*What to produce*.
Every record should be written out exactly, please.

*Data provided*.
───

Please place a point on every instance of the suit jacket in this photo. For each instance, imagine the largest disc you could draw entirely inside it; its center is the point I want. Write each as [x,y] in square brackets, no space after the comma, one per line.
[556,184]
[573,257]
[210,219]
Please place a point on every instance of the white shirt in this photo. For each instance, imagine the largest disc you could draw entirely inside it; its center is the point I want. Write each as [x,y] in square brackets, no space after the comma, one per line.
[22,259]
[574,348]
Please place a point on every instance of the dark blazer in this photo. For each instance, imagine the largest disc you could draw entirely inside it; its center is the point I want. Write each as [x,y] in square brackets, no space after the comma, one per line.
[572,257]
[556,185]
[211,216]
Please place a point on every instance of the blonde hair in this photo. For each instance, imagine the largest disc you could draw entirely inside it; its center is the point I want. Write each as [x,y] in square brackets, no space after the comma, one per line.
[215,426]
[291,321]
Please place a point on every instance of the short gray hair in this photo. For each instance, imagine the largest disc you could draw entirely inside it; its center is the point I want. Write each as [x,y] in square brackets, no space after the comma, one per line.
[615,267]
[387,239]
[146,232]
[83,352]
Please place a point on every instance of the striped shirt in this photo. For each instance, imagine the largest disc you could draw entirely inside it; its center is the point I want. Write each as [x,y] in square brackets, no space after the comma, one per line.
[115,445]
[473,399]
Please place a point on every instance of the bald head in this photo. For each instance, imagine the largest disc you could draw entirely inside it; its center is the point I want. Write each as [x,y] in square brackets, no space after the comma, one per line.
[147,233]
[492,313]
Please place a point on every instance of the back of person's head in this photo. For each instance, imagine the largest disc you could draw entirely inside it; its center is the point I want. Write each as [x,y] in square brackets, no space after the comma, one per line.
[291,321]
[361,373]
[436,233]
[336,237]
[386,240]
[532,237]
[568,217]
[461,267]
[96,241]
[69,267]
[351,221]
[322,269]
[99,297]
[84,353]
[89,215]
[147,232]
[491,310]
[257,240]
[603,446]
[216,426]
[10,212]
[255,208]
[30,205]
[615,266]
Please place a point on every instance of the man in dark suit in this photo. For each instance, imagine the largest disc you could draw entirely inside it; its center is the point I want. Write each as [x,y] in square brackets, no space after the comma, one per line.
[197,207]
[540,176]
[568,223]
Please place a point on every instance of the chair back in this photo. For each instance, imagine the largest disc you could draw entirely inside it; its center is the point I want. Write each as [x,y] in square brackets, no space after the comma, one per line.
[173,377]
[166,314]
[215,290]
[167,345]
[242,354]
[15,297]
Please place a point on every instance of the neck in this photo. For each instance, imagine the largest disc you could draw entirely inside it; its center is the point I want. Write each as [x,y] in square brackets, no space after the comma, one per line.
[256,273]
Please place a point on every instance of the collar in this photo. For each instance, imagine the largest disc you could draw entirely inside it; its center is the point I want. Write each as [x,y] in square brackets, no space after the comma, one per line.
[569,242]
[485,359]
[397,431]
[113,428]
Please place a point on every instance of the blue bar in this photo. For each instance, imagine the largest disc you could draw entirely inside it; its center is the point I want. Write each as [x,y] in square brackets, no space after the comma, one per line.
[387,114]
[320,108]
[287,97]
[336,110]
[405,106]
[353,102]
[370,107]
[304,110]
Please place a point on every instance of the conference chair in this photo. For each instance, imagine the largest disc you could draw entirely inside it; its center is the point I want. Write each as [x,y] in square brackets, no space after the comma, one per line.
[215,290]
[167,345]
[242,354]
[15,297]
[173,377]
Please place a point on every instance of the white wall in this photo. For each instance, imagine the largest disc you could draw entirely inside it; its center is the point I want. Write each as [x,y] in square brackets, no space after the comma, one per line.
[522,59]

───

*Solution to this exercise*.
Please place a point on every instance of the suit jacket in this photo. For each instance, imagine the largest disc you could draw entirely inside it; its center is the point I want. Write each as [x,y] in square brackets, no space after the comma, one per line.
[556,184]
[573,257]
[210,219]
Please place a point on every instance of the white shirt in this photo. For each instance, imagine the largest disc you could draw entirely inside it; its center is the point I want. Write each as [x,y] in square brackets, no space after the comma, one per line.
[22,259]
[574,348]
Please place a point on every instance of the dark blazer in this photo. For each instance, imagine the largest disc you could draw entirely inside it; its center is the point I want. Write each as [x,y] in square brackets, no space after the comma, one per line.
[572,257]
[556,185]
[211,216]
Please place a point on every instance of the blonde hair in this photo. For each instance, imagine the largest disc you could draw entirely inside it; its center is the point I want. Write each as [x,y] in square brackets, no space after the comma, one per line.
[215,426]
[291,321]
Please place a point on every instance of the short gray hair in this photo. For each instance, imagine the largest disc you could draw entirely inside it; its center is the point I want. Write each as [x,y] in square brackets, no space after the comma, one per line.
[615,267]
[387,239]
[146,232]
[83,352]
Please place a point on every instance of the striped shirt in this photo. For each instance, imagine the largest disc you could draw entirely inside it; its center is the point I want. Write each as [x,y] in square brackets, no space after the comma, one per line.
[115,445]
[473,399]
Please place a point on every instance of the bald head in this photo. For each instance, imagine the largest disc you could draw entirely inside it; its center is the point I want. Write each as [x,y] in square brackets, no space after the comma, one per line.
[147,233]
[492,313]
Please place a point on every instance of the back of person's head in this photo. For each instance, imagine the largest disc you could draw entirely inside it; its center is the point I want. Write each as [x,y] in square brackets, no space after the comma, one per line.
[291,321]
[361,373]
[436,233]
[336,237]
[386,240]
[532,237]
[568,217]
[461,267]
[96,241]
[69,267]
[351,221]
[322,269]
[99,297]
[84,353]
[89,215]
[147,232]
[491,310]
[257,240]
[603,446]
[216,426]
[10,212]
[255,208]
[30,205]
[615,266]
Please place a point on every instance of the man in dark suit in this photo. For each instance, imagine the largest disc you could draw entirely inside it; its center is the point I want. Write each as [x,y] in square brackets, no space after the comma, one per line.
[197,207]
[540,176]
[568,223]
Please place a point on every instance of the chair back in this photo. For each instance, imagine the largest disc you could draw entirely inside it; its center is the point I want. Write each as [x,y] in square brackets, no space after the comma, one per line.
[173,377]
[166,314]
[215,290]
[167,345]
[242,354]
[15,297]
Please place a point on every instance of the neck in this photo. For each instance, imagine the largest disc you could draw entirely inside it; its center is the point I want. Write each as [x,y] in square brackets, no space after the comma, one per line.
[256,273]
Please place a point on every instance of the collar in this photo. For each instance, imagine the largest disc you could draw entirely inside it; its center is the point I want. Write each as [x,y] in square brackets, no space after the comma, one per line.
[569,242]
[485,359]
[397,431]
[113,428]
Please place a point on every instance of the blue bar in this photo. For each instance, imagine the largest disc you could draw entirely inside it; its center is the point I want. Write each as [x,y] in square brackets, no space after the comma, one per line.
[387,114]
[320,108]
[287,97]
[336,110]
[405,106]
[353,102]
[370,107]
[304,110]
Please place a point on every instance of the conference chair in this photo. For each instance, imagine the largest disc you could draw entirely inside it; its center is the point I want. Write each as [x,y] in square brackets, no space after the comma, one per line.
[215,290]
[167,345]
[242,354]
[15,297]
[173,377]
Please place a point on every instance of the white wall in this photo. For each instance, imagine the largest disc you could draw entirely inside it; its center is the point I want. Write each as [x,y] in square brackets, no space after the comma, one per line.
[522,59]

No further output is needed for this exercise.